++++ Exercise passage ++++

Dallas,TXA legal showdown is brewing in the state of Texas over that state’s cap on punitive damages. Texas medical malpractice lawyers representing plaintiffs who saw their $502 million jury award over failed DePuy Pinnacle hip implants reduced to $150 million, are challenging the state caps at the same time that DePuy principle Johnson & Johnson is appealing the original verdict.
There are thousands of plaintiffs with hip replacement lawsuits against DePuy Orthopaedics and J&J languishing in multidistrict litigation, watching these developments closely.
At issue in this situation is the second of three bellwether cases in the Pinnacle MDL that ended with a jury verdict in favor of five plaintiffs alleging failure of their DePuy Pinnacle hip implants. After winning the first bellwether trial, J&J and DePuy lost the next two: a $502 million plaintiff verdict in March of last year as noted above, followed by a $1.04 billion verdict that was handed down December 1, 2016.
That award was later slashed from the original $1.04 billion to $540 million. Undaunted – and seemingly not satisfied with a similar cut to the second bellwether trial award that saw $504 million reduced to $150 million – the defendants are appealing the original verdict to the US Court of Appeals for the Fifth Circuit in an attempt to have it reversed.
Against this backdrop comes a challenge to the Texas statute that caps punitive damages, with an opposing effort to defend the caps as an effective way in which to curb runaway punitive damage awards.

++++ The data ++++

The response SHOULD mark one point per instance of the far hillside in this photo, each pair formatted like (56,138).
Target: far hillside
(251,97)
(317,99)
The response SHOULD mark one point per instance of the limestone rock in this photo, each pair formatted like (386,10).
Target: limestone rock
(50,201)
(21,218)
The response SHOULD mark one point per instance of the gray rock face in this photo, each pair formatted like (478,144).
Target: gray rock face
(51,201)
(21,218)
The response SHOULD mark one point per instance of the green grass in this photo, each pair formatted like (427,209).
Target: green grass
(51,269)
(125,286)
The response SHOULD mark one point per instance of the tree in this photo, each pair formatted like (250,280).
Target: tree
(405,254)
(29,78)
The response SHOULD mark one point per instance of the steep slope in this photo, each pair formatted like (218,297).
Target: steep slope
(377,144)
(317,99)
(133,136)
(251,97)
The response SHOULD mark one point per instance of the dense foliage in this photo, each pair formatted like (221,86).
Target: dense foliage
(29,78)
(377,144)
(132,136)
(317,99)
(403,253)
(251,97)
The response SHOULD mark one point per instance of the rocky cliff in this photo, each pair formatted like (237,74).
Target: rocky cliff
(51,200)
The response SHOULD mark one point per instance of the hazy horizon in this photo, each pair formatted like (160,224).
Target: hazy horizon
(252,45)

++++

Using the information:
(a) Answer these from the passage on the DePuy Pinnacle hip implant lawsuits:
(i) On what date was the $1.04 billion verdict handed down?
(ii) To what amount was the $1.04 billion award later cut?
(iii) To which court are the defendants appealing the original verdict?
(b) Resume the passage on the DePuy Pinnacle hip implant lawsuits after its last sentence and continue it.
None of the tasks draws on the entries.

Results of the tasks:
(a)
(i) December 1, 2016
(ii) $540 million
(iii) The US Court of Appeals for the Fifth Circuit

(b)
In the middle are those observers who wonder why any Texas jury would even consider awarding punitive damages in any Texas medical negligence case, in any amount that would exceed the caps observed by the State.
The man behind the constitutional challenge to the Texas punitive award caps is a name you’ll know: Ken Starr, the president of Baylor University and former US Solicitor General who was assigned to investigate various alleged wrongdoings associated with the Clinton Administration in the 1990s. Starr is challenging the constitutionality of Texas Civil Practice & Remedies Code 41.008, which is otherwise known as the punitive damages cap.
Starr claims in his challenge that the statute violates the Texas Constitution’s provision allowing for “open courts.” The current statute is also “unreasonable and arbitrary” in that it unfairly differentiates between individuals with economic damages, and those with noneconomic damages, such as pain and suffering.
“Section 41.008 arbitrarily sets the exemplary-damages cap based on the plaintiff’s wealth and age,” Starr writes. “A plaintiff with a large income who is injured or killed by another’s wrongdoing will likely have far more ‘economic damages’ than a plaintiff with a modest income. Further, retirees, persons with disabilities, or spouses not working outside the home will likewise have minimal ‘economic damages’ under Texas law.”
Starr doesn’t stop there. He also claims the statute violates the US and Texas Constitution’s equal protection clauses for many of the same reasons, pointing to a 2014 final judgment in Roginski v. Shelly Co., in which a Cleveland judge found a similar statute in Ohio to be unconstitutional as applied.
In that case, the family of a man who was struck and killed by a truck on a construction site was awarded $20 million in punitive damages.
However the Ohio cap would have taken that $20 million award down to $47.50 – that’s less than fifty bucks.
J&J, which is opposing Starr’s constitutional challenge and seeks to have the Texas caps left in place for punitive awards in cases involving, but not limited to Texas medical malpractice and Texas hospital malpractice, counter that two districts of the Texas Court of Appeals have rejected similar arguments.
Starr, and other Texas medical malpractice lawyers representing the five plaintiffs having lost the majority of their jury award to the Texas punitive caps, maintains the cap unconstitutionally discriminates against the old and the poor.